## What this task involves
Switch "even-odd rule" to "nonzero winding rule" everywhere in the lines below and leave every other character unchanged.
● ● ● ● ● ● ●
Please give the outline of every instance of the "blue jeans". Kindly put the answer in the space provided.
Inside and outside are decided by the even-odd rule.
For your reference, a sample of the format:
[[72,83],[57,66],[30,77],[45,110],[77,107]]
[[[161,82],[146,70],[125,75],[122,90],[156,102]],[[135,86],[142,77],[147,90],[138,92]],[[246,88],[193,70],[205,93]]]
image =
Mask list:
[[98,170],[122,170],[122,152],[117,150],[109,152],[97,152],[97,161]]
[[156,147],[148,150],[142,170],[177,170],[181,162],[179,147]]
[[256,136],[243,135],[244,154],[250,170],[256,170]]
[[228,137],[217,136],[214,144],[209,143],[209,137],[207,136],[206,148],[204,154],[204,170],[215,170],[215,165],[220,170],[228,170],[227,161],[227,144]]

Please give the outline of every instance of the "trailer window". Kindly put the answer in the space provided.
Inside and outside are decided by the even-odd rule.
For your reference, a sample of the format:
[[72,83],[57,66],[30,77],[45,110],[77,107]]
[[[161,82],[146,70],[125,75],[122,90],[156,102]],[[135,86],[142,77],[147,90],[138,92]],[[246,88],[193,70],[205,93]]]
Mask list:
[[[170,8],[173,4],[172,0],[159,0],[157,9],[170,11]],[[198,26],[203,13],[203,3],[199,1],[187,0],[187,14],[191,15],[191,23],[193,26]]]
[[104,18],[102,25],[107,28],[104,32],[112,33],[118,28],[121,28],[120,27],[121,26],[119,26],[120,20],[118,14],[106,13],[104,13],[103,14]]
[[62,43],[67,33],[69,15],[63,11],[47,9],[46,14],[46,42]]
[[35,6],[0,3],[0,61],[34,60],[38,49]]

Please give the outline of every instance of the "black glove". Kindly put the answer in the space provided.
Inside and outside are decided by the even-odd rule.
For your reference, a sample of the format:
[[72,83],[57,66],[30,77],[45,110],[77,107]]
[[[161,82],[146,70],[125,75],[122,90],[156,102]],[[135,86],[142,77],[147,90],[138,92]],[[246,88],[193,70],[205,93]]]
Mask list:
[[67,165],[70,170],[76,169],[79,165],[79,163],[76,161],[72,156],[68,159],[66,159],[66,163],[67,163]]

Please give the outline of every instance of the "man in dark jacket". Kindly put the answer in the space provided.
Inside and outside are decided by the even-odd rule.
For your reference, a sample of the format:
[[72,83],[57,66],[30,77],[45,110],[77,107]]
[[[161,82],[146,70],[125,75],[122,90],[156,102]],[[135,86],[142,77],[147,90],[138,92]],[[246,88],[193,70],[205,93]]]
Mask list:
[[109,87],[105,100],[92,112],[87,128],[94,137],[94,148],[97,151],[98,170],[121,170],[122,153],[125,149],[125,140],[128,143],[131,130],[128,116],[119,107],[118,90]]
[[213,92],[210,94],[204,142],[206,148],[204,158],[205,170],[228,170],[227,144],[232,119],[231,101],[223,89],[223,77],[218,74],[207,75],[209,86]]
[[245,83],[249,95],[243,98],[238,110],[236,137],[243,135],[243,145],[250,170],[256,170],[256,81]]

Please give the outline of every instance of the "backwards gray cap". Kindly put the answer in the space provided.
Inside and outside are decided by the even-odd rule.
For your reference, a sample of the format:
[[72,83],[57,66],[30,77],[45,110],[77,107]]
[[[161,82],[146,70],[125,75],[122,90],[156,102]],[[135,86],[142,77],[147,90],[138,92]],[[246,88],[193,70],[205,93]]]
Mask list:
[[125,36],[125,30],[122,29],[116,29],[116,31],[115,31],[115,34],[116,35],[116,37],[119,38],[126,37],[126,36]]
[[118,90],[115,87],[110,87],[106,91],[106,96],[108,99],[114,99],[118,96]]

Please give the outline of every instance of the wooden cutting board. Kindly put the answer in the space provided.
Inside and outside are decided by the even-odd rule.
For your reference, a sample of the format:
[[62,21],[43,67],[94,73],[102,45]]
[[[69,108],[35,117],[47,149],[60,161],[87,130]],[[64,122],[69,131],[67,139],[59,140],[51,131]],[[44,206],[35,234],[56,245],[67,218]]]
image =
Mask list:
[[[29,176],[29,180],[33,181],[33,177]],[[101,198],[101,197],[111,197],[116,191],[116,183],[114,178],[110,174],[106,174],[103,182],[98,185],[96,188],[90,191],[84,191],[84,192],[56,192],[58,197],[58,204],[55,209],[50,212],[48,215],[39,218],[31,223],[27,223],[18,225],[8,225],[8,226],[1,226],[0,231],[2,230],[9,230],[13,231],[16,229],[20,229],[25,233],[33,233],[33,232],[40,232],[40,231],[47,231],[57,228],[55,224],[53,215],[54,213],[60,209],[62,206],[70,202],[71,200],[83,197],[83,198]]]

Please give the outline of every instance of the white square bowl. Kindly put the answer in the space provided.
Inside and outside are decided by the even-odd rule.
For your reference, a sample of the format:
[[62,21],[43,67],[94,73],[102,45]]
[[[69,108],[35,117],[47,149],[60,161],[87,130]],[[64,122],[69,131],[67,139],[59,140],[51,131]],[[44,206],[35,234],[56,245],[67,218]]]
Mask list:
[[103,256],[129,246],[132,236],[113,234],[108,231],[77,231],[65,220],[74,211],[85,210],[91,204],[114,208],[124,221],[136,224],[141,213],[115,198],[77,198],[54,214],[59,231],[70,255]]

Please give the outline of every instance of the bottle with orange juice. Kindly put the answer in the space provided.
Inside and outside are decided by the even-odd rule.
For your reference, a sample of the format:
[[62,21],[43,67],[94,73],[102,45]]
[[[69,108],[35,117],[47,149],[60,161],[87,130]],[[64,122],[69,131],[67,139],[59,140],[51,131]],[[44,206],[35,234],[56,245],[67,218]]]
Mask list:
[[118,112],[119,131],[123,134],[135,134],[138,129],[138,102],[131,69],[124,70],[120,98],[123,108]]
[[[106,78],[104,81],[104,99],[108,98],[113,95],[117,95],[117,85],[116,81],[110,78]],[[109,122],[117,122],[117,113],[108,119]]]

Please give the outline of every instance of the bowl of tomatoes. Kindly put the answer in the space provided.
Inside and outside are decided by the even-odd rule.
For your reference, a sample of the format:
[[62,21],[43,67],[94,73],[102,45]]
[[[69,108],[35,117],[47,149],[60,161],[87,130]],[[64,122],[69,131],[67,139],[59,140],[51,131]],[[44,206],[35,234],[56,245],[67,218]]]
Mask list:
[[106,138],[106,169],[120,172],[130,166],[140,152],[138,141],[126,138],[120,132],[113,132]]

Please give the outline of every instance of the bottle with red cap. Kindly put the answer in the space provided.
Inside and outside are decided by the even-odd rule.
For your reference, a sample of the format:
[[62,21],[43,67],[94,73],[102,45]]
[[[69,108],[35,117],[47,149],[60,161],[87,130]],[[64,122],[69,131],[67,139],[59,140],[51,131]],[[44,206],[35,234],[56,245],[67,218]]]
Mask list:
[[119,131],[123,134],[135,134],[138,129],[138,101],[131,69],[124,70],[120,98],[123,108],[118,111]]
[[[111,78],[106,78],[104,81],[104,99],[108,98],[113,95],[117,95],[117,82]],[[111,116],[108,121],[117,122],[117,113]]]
● ● ● ● ● ● ●
## Task result
Please give the outline of every instance of the "blue jeans". Kindly put the answer in the space provided.
Inside and outside are decided by the nonzero winding rule.
For your reference, a sample of the format:
[[72,83],[57,66],[30,77],[45,110],[77,107]]
[[[161,82],[146,70],[125,75],[122,90],[156,102]],[[135,86],[142,77],[147,90],[138,92]],[[246,88],[193,70],[205,93]]]
image =
Mask list:
[[98,170],[122,170],[122,152],[117,150],[109,152],[97,152],[97,161]]
[[156,147],[148,150],[142,170],[177,170],[181,162],[179,147]]
[[256,136],[243,135],[244,154],[250,170],[256,170]]
[[228,137],[217,136],[214,144],[209,143],[209,137],[207,136],[206,148],[204,154],[204,170],[215,170],[215,165],[220,170],[228,170],[227,161],[227,144]]

Please give the outline of every instance of the "trailer window". Kindly put the answer in the space provided.
Inside and outside are decided by the nonzero winding rule.
For your reference, a sample of the format:
[[72,83],[57,66],[30,77],[45,110],[77,107]]
[[[161,82],[146,70],[125,75],[122,90],[156,102]],[[135,86],[142,77],[147,90],[138,92]],[[246,88],[193,70],[205,93]]]
Mask list:
[[[170,8],[173,4],[172,0],[159,0],[157,9],[170,11]],[[198,26],[203,13],[203,3],[199,1],[187,0],[187,14],[191,15],[191,23],[193,26]]]
[[104,18],[102,25],[107,28],[104,32],[112,33],[118,28],[121,28],[120,27],[121,26],[119,26],[120,20],[118,14],[106,13],[104,13],[103,14]]
[[62,43],[67,33],[69,15],[63,11],[47,9],[46,14],[46,42]]
[[35,6],[0,3],[0,61],[34,60],[38,49]]

Please give the outline of every instance of the "black glove". Kindly put the answer in the space provided.
Inside and outside are decided by the nonzero winding rule.
For your reference, a sample of the format:
[[72,83],[57,66],[30,77],[45,110],[77,107]]
[[[161,82],[146,70],[125,75],[122,90],[156,102]],[[135,86],[142,77],[147,90],[138,92]],[[246,88],[193,70],[205,93]]]
Mask list:
[[67,165],[70,170],[76,169],[79,165],[79,163],[76,161],[72,156],[68,159],[66,159],[66,163],[67,163]]

Please give the outline of every instance of the "man in dark jacket". Kindly put the answer in the space provided.
Inside and outside are decided by the nonzero winding rule.
For your reference, a sample of the format:
[[72,83],[57,66],[30,77],[45,110],[77,107]]
[[[161,82],[146,70],[125,75],[122,90],[156,102]],[[135,86],[142,77],[147,90],[138,92]],[[246,88],[193,70],[205,93]]]
Mask list:
[[109,87],[105,100],[92,112],[87,128],[94,137],[94,148],[97,151],[98,170],[121,170],[122,153],[125,149],[125,140],[128,143],[131,130],[128,116],[119,107],[118,90]]
[[213,92],[210,94],[204,142],[206,148],[204,158],[205,170],[228,170],[227,144],[232,119],[231,101],[223,89],[223,77],[218,74],[207,75],[209,86]]
[[245,83],[249,95],[243,98],[238,110],[236,137],[243,135],[243,145],[250,170],[256,170],[256,81]]

Please give the outline of every instance of the "backwards gray cap". Kindly put the answer in the space provided.
Inside and outside are decided by the nonzero winding rule.
For your reference, a sample of the format:
[[72,83],[57,66],[30,77],[45,110],[77,107]]
[[[161,82],[146,70],[125,75],[122,90],[156,102]],[[135,86],[142,77],[147,90],[138,92]],[[246,88],[193,70],[205,93]]]
Mask list:
[[125,36],[125,30],[122,29],[116,29],[116,31],[115,31],[115,34],[116,35],[116,37],[119,38],[126,37],[126,36]]
[[118,90],[115,87],[110,87],[106,91],[106,96],[108,99],[114,99],[118,96]]

Please give the outline of every instance of the wooden cutting board. Kindly put the answer in the space provided.
Inside and outside are decided by the nonzero winding rule.
For your reference, a sample of the format:
[[62,21],[43,67],[94,73],[102,45]]
[[[69,108],[35,117],[47,149],[60,161],[87,130]],[[64,122],[69,131],[67,139],[59,140],[51,131]],[[44,206],[35,234],[56,245],[67,218]]]
image =
Mask list:
[[[29,176],[29,180],[33,181],[33,177]],[[101,198],[101,197],[111,197],[116,191],[116,183],[114,178],[110,174],[106,174],[103,182],[98,185],[96,188],[90,191],[84,191],[84,192],[56,192],[58,197],[58,204],[55,209],[50,212],[48,215],[39,218],[31,223],[27,223],[18,225],[8,225],[8,226],[1,226],[0,231],[2,230],[9,230],[13,231],[16,229],[20,229],[25,233],[33,233],[33,232],[40,232],[40,231],[47,231],[57,228],[55,224],[53,215],[54,213],[60,209],[62,206],[70,202],[71,200],[83,197],[83,198]]]

Please give the outline of every instance of the white square bowl. Kindly put the answer in the space provided.
Inside and outside are decided by the nonzero winding rule.
For your reference, a sample of the format:
[[62,21],[43,67],[94,73],[102,45]]
[[[69,108],[35,117],[47,149],[60,161],[87,130]],[[64,122],[69,131],[67,139],[59,140],[51,131]],[[44,206],[35,234],[56,245],[67,218]]]
Mask list:
[[103,256],[129,246],[132,236],[113,234],[108,231],[77,231],[65,220],[74,211],[85,210],[91,204],[114,208],[124,221],[136,224],[141,213],[115,198],[77,198],[54,214],[59,231],[70,255]]

Please give the outline of every instance of the bottle with orange juice. Kindly put the answer in the space provided.
Inside and outside are decided by the nonzero winding rule.
For your reference, a sample of the format:
[[62,21],[43,67],[94,73],[102,45]]
[[[69,108],[35,117],[47,149],[60,161],[87,130]],[[64,122],[69,131],[67,139],[59,140],[51,131]],[[44,206],[35,234],[56,245],[67,218]]]
Mask list:
[[118,112],[119,131],[123,134],[135,134],[138,129],[138,102],[131,69],[124,70],[120,98],[123,108]]
[[[106,78],[104,81],[104,99],[108,98],[113,95],[117,95],[117,85],[116,81],[110,78]],[[109,122],[117,122],[117,113],[108,119]]]

Please give the outline of every instance of the bowl of tomatoes. Kindly put the answer in the space provided.
Inside and outside are decided by the nonzero winding rule.
For your reference, a sample of the format:
[[62,21],[43,67],[94,73],[102,45]]
[[[69,108],[35,117],[47,149],[60,161],[87,130]],[[64,122],[69,131],[67,139],[59,140],[51,131]],[[44,206],[35,234],[56,245],[67,218]]]
Mask list:
[[106,138],[106,169],[120,172],[130,166],[140,152],[138,141],[126,138],[120,132],[113,132]]

Please give the outline of every instance of the bottle with red cap. Kindly put the answer in the space provided.
Inside and outside are decided by the nonzero winding rule.
For your reference, a sample of the format:
[[62,21],[43,67],[94,73],[102,45]]
[[[69,108],[35,117],[47,149],[60,161],[87,130]],[[64,122],[69,131],[67,139],[59,140],[51,131]],[[44,206],[35,234],[56,245],[67,218]]]
Mask list:
[[119,131],[123,134],[135,134],[138,129],[138,101],[131,69],[124,70],[120,98],[123,108],[118,111]]
[[[111,78],[106,78],[104,81],[104,99],[108,98],[113,95],[117,95],[117,82]],[[111,116],[108,121],[117,122],[117,113]]]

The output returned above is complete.